**DOCUMENT PASSAGE**
______________________________
Re: [Apertium-stuff] Modifying the apertium stream format to include arbitrary information

Tanmai Khanna Tue, 21 Apr 2020 10:06:25 -0700

Yup, if you see the transfer output as well, prepositions fail as transfer
matches "pr" and not "pr.*". Hence, all FSTs will be ignoring secondary
tags and there will be a separate matching mechanism for secondary tags.


The problem with treating secondary tags like primary tags is that
secondary tags will not be order dependent. We will not enforce that
surface form should be the first secondary tag, and markup should be
second, etc. Due to this, using FSTs to match them will make it way more
complicated.

Overall, for backwards compatibility and for better matching with secondary
tags, it makes a lot more sense for FSTs to ignore secondary tags (in
lt-proc, transfer, lex-sel, etc.) and yeah we can use a map for secondary
tags, also making use of its feature-value pair -ness.

Tanmai

On Tue, Apr 21, 2020 at 10:16 PM Daniel Swanson <awesomeevildu...@gmail.com>
wrote:

> I think what's written in the proposal is to have pattern matching FSTs
> skip secondary tags (in this case a small modification to lrx-proc).
______________________________
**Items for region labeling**
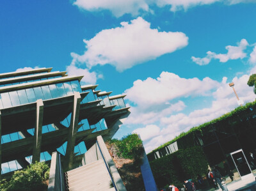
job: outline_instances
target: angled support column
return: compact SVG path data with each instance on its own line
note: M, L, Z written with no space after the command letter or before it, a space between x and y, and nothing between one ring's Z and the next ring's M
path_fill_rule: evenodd
M80 110L81 95L76 92L74 95L73 111L71 115L70 125L68 127L68 142L65 155L65 169L71 169L73 163L76 135L78 129L78 118Z
M35 127L32 163L40 162L41 153L42 128L43 126L44 103L42 99L36 100L36 122Z
M2 174L2 114L0 110L0 180Z

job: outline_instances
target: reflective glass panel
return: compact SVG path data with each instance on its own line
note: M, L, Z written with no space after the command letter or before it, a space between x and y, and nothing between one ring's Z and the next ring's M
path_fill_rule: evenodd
______________________________
**AIM 1**
Update the part of the mailing-list post starting with "On Tue, Apr" and going on through "modification to lrx-proc).", changing "lrx-proc" to "lsx-proc".
**AIM 2**
Summarize the mailing-list post in two sentences.
**AIM 3**
According to the mailing-list post, why do prepositions fail in the transfer output?
None of this depends on the records in any way.

**WRITTEN SOLUTION 1**
On Tue, Apr 21, 2020 at 10:16 PM Daniel Swanson <awesomeevildu...@gmail.com>
wrote:

> I think what's written in the proposal is to have pattern matching FSTs
> skip secondary tags (in this case a small modification to lsx-proc).

**WRITTEN SOLUTION 2**
All FSTs will ignore secondary tags, and a separate mechanism will match them, because secondary tags are not order dependent and matching them with FSTs would make things far more complicated. Having FSTs ignore secondary tags also makes sense for backwards compatibility and better matching, and a map can be used for secondary tags.

**WRITTEN SOLUTION 3**
Transfer matches "pr" and not "pr.*".